::: EXTRAIT PRÉSENTÉ

Culte au USA mais inconnu en France, Ça chauffe au lycée Ridgemont peut être considéré comme la matrice du teen movie hollywoodien contemporain. Véritable succès à sa sortie en 1982 malgré la méfiance des studios Universal, le film de Amy Heckerling se redécouvre aujourd’hui sans difficulté, et même avec un certain plaisir, sûrement parce que son approche à la fois naturaliste et fantaisiste nous plonge avec justesse dans les déboires intemporels de l’adolescence.
La matrice du teen movie moderne
Ça chauffe au lycée Ridgemont (Amy Heckerling, 1982) tire sa source d’un roman du même nom écrit en 1981 par Cameron Crowe, futur scénariste et réalisateur de Say Anything (1989), Jerry Maguire (1996) ou encore Almost Famous (2000). A l’âge de 16 ans, Cameron Crowe quitte son lycée pour poursuivre une carrière de journaliste musical avec le magazine Rolling Stones avec lequel il rencontrera les plus grands, de Bob Dylan à Neil Young en passant par David Bowie. Sa carrière est fulgurante, de même que son passage sans transition dans le monde des adultes. Si bien qu’à 22 ans, Crowe a le sentiment d’être passé à côté d’une partie de son adolescence. Il tente alors une expérience improbable mais véridique : s’inscrire à nouveau au lycée et vivre la dernière année qu’il n’a jamais vécue. Ce retour dans le passé sous la forme d’un journaliste infiltré sera pour lui l’occasion d’écrire un livre cru et réaliste sur l’adolescence intitulé Fast times at Ridgemont high. On y suit Ron, Stacy ou encore Brad, des jeunes lycéens californiens pris dans les méandres de leur vies sexuelles et amoureuses.

::::::
::: SECTION DES DONNÉES

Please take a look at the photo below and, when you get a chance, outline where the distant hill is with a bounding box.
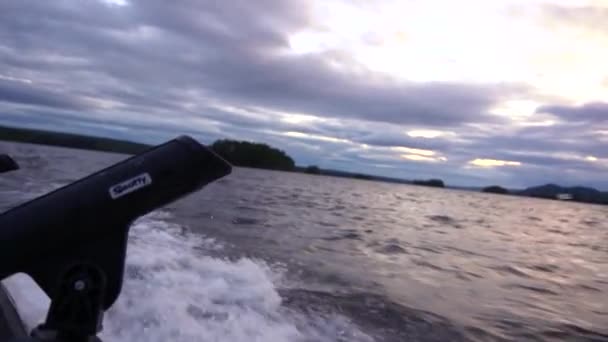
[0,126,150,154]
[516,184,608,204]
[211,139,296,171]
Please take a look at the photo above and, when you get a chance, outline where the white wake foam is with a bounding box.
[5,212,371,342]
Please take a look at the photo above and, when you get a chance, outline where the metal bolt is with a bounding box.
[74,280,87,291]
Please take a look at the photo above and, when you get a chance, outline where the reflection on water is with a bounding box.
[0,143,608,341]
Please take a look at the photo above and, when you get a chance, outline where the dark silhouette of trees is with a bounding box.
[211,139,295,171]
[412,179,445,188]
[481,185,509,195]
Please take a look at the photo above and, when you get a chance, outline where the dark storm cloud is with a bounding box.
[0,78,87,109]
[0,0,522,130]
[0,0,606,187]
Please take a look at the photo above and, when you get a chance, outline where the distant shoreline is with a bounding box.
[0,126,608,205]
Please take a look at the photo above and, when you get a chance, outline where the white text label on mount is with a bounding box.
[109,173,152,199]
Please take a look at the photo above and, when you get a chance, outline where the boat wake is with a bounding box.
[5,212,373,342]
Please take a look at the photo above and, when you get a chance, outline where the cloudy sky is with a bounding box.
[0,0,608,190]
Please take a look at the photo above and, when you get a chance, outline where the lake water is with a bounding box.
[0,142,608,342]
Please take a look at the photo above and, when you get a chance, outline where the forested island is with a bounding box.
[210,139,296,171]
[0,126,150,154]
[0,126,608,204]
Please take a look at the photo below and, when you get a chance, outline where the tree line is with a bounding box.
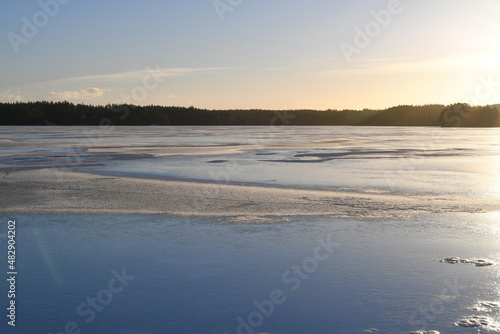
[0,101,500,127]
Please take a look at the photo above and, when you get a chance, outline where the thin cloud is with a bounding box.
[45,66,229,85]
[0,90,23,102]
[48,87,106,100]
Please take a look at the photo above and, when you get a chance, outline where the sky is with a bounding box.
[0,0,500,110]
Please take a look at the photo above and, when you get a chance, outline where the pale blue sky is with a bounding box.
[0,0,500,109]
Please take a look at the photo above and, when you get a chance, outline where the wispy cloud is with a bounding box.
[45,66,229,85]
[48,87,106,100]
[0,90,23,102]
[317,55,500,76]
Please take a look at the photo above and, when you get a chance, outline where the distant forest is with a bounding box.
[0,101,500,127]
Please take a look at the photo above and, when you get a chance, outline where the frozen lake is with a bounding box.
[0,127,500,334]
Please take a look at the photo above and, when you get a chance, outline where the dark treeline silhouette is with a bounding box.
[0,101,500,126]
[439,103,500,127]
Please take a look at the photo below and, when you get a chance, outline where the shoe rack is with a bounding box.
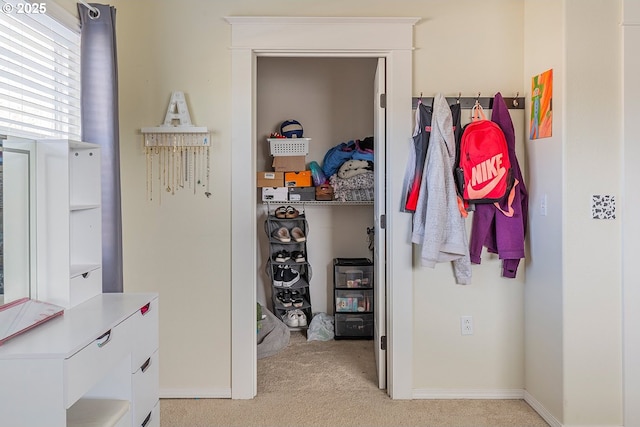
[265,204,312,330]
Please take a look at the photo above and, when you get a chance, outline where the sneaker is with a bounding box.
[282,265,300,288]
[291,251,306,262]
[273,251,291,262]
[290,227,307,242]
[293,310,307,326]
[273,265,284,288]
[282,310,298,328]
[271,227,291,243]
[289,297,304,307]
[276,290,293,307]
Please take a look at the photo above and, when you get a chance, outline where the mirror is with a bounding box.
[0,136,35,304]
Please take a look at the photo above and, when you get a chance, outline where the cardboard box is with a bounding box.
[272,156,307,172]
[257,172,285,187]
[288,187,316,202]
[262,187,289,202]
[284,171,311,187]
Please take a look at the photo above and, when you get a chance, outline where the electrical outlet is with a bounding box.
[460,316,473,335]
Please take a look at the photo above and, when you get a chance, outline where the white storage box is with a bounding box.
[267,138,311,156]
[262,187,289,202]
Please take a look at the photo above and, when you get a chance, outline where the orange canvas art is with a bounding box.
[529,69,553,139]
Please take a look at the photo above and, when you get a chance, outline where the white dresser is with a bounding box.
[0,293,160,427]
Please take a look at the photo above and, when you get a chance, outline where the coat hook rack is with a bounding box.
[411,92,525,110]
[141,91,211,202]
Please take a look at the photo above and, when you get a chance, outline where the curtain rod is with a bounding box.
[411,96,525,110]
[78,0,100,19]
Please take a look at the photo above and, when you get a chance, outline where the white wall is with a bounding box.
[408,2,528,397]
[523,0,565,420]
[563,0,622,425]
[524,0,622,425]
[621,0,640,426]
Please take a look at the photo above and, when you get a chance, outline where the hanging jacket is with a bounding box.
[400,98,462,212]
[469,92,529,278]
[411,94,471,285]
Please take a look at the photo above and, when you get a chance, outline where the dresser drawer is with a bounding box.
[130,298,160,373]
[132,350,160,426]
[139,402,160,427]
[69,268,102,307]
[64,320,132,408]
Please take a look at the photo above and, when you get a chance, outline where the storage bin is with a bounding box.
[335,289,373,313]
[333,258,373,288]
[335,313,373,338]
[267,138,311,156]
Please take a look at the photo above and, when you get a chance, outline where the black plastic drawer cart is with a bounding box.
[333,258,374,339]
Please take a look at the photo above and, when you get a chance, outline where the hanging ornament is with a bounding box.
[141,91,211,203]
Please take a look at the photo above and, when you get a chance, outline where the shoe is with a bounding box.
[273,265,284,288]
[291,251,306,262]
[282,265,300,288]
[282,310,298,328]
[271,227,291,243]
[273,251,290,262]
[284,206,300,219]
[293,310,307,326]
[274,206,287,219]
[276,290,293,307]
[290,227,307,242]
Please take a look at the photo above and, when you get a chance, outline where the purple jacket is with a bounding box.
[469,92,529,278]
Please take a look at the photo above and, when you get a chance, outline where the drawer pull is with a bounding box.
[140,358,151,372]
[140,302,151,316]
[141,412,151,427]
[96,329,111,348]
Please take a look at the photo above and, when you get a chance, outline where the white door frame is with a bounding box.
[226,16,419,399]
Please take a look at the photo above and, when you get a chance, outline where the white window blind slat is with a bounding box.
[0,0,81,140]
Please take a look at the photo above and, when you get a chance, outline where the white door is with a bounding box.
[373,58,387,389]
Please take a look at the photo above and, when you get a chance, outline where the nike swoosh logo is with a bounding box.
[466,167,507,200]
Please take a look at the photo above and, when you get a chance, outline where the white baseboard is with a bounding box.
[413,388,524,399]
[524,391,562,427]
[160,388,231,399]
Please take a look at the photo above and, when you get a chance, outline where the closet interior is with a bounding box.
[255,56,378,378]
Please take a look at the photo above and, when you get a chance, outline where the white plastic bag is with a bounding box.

::::::

### ÉNONCÉ
Répondez à ces questions à partir de l'extrait sur Ça chauffe au lycée Ridgemont.
(a) En quelle année le film est-il sorti ?
(b) Pour quel magazine Cameron Crowe a-t-il été journaliste musical ?
(c) À quel âge Crowe a-t-il eu le sentiment d'être passé à côté d'une partie de son adolescence ?

### RÉPONSE RÉDIGÉE
(a) En 1982.
(b) Le magazine Rolling Stones.
(c) À 22 ans.